Requirements:
Please name the four components that the knowledge sharing passage below uses to assess the value of knowledge sharing.

Text block:
##############################
2.1 The value of knowledge sharing In order to determine whether and how much knowledge sharing has occurred, we examined the perceived value of the knowledge sharing process. Perceptions have been used in other research as a proxy for the value of knowledge sharing [e.g., 15] and provide a useful mechanism for applying the research model in a wide variety of settings. The alternative is to employ tests associated with the actual knowledge content; this approach would have lower utility across research settings, due to the context-specific nature of the tests. The research model depicted in Figure 1 includes four components to assess the value of knowledge sharing: efficiency (the sole metric used by Zander and Kogut [29]), quality, learning, and understanding. While these outcomes can be achieved using a KMS, as well as person-to-person knowledge sharing, our focus here is on the person-to-person approach (as reflected in our measures in Table 1). The knowledge sharing process should assist employees in saving time in the performance of their jobs. For some jobs, there are key elements that are fairly standard, and having knowledge about those elements readily available will save time [29]. Further, as Hansen et al. [8] point out, knowledge reuse is a critical component of successful operations in some organizations. The ability to capitalize on knowledge that has already been created within the organization results in significant time savings, thus improving the efficiency of individual workers, as well as the organization as a whole. It is equally important that knowledge sharing improve the quality of work performed. Knowledge sharing should not be such an onerous task that it detracts from job performance. In fact, the quality of work should improve as more knowledge is available to more individuals in the organization [8].
##############################
Given material:
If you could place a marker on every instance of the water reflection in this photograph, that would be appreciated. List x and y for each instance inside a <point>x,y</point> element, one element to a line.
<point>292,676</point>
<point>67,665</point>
##############################
Problem solution:
Efficiency, quality, learning, and understanding.